> EXCERPT
»»

Chalk one up for the bears…

The month of August proved to be the most challenging for the bulls in over a year. For the month, the Dow Jones Industrial Average (chart) closed down 4.45%, the tech-heavy Nasdaq (chart) -1.01%, the S&P 500 (chart) -3.13%, and the small-cap Russell 2000 (chart) finished the month lower by 3.29%. There are many factors that one can point the finger to as to why equities retraced last month, however, let’s keep in mind that on the year, these key indices are still up double digits with the Nasdaq (chart) and Russell 2000 (chart) leading the way up nearly 20%.

In my last blog, I questioned whether or not the weakness in August was a mere pause in this incessant bull run, or a preview of things to come? I think we will most certainly get this answer here in September and as early as this upcoming week. Between the crisis in Syria and what the ramifications could be after the possible airstrikes, to a slew of economic reports which culminates on Friday with the August employment report. Friday’s jobs report is expected to be the determining factor as to if and how much the Fed will begin to reduce its bond purchases. The Fed taper seemingly is all we have heard about since the beginning of summer and is part of the reason for the recent increase in volatility. Traders really don’t know what to expect once quantitative easing begins. For years the markets have had the back stop of the Federal Reserve and from central banks around the world. Personally, I think that once the Fed begins to pullback its bond purchases, we will then begin to see a more realistic market environment. This would be an environment that investors and traders can finally gauge their actions from true economic and corporate earnings performances, rather than what the Fed will or will not do. With that said, I expect volatility to continue to increase with a more normal ebb and flow of asset prices.

««

> DIRECTIVE 1
According to the market commentary, how much did the Dow Jones Industrial Average fall in August?
> DIRECTIVE 2
Sum up the market commentary in two sentences.
> DIRECTIVE 3
Carry on the market commentary from its last sentence.

> DATASET CONTENT

»»

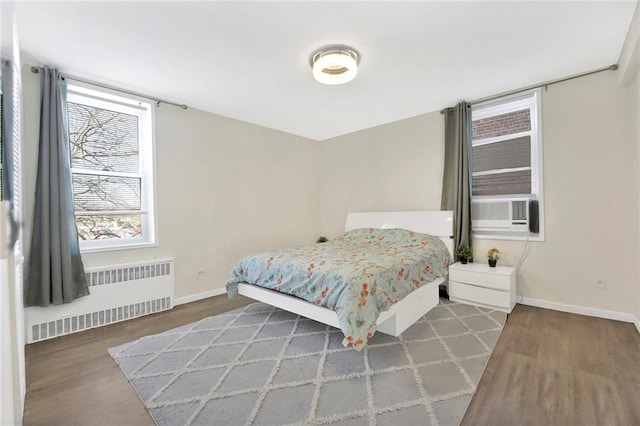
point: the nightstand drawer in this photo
(483, 279)
(470, 293)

««

> REPLY 1
It closed the month down 4.45%.

> REPLY 2
August was the toughest month for stock market bulls in over a year, with all four major indices closing lower, though they remain up by double digits for the year. The writer expects September, and especially Friday's jobs report, to show whether the Fed will begin reducing its bond purchases, and predicts that this will bring a more realistic market with rising volatility.

> REPLY 3
Technically speaking, the Dow Jones Industrial Average (chart), the S&P 500 (chart) and the Russell 2000 (chart) are all now trading below their 50-day moving averages  which is something I am paying close attention to now. In the coming days if the Nasdaq (chart)  joins in and begins trading below its 50-day, we could be in for very choppy trading and another leg down in September. Good luck to all.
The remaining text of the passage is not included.